WHAT IS EXPECTED: Find each line in the material below that contains the word "upholstered" and copy those lines out. Case matters.

GIVEN RECORDS:
........

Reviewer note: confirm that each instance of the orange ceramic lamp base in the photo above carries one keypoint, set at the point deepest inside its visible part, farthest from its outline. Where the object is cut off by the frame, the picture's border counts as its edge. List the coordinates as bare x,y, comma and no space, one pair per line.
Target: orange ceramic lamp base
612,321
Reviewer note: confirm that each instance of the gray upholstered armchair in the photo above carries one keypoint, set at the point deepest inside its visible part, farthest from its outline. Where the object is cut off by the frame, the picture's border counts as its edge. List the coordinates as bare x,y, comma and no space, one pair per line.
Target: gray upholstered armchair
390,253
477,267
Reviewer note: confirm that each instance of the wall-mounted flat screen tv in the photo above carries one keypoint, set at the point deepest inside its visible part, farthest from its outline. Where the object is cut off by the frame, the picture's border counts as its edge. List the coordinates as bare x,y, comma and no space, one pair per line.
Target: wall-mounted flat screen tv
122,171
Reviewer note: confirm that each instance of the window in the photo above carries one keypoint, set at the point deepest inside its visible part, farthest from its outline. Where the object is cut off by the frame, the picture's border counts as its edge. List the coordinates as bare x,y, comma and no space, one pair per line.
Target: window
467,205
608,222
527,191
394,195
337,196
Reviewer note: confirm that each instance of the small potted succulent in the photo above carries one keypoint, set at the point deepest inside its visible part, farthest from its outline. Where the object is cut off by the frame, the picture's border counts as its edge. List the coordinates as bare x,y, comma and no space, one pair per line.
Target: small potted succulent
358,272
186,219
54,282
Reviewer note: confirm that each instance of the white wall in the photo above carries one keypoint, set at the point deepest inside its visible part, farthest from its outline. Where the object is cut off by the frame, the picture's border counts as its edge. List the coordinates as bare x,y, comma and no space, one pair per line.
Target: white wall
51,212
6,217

........

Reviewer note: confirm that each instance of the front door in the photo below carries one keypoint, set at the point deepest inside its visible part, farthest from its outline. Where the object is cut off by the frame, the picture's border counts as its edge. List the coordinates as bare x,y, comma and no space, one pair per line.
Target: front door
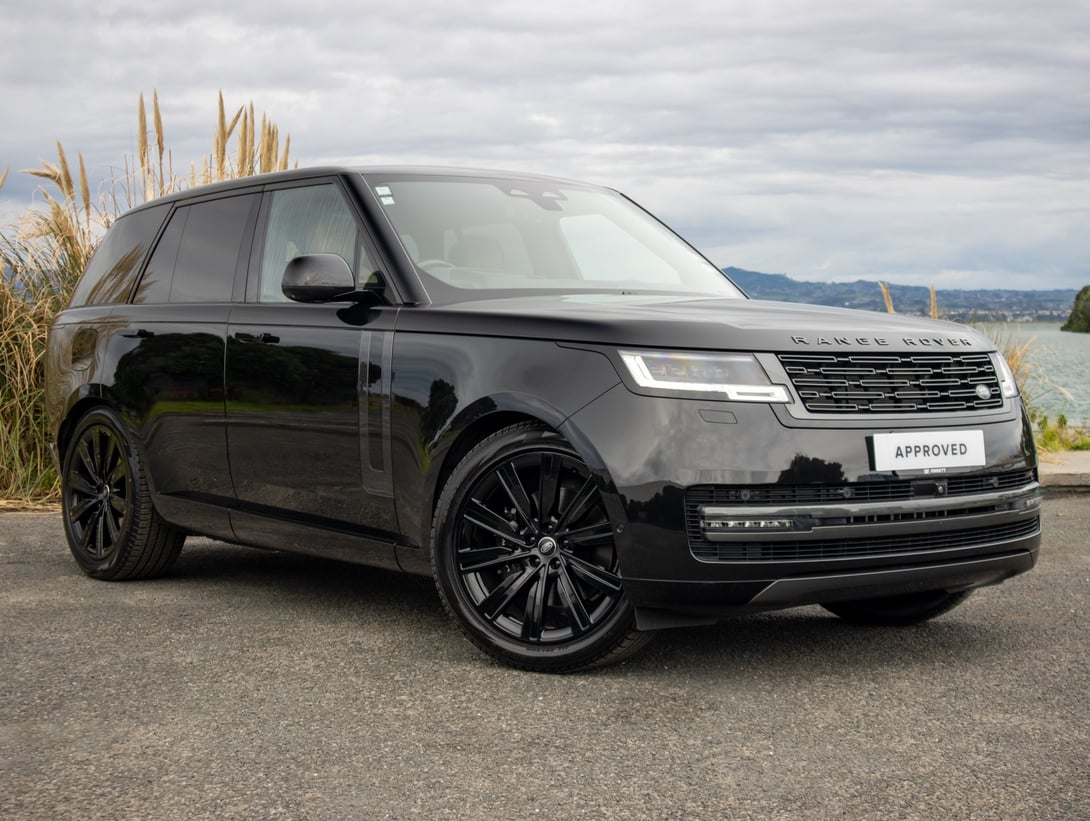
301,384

........

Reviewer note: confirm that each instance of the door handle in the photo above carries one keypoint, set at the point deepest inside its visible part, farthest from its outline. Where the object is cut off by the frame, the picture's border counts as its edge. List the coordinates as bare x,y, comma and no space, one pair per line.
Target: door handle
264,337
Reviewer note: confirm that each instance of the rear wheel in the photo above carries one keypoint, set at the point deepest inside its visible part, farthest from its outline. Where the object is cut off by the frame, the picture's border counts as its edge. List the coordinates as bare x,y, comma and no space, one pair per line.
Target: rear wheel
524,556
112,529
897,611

........

RESULT:
Reviewer note: confirm that each instance of the gray upholstered armchair in the photo above carries one keypoint, set at the point deepest inside its visible part, farthest from its outline. Where the object is cut off by the frame, the picture's border counts as its edge. List the coordinates as bare x,y, comma and no space, one pair per line.
Target: gray upholstered armchair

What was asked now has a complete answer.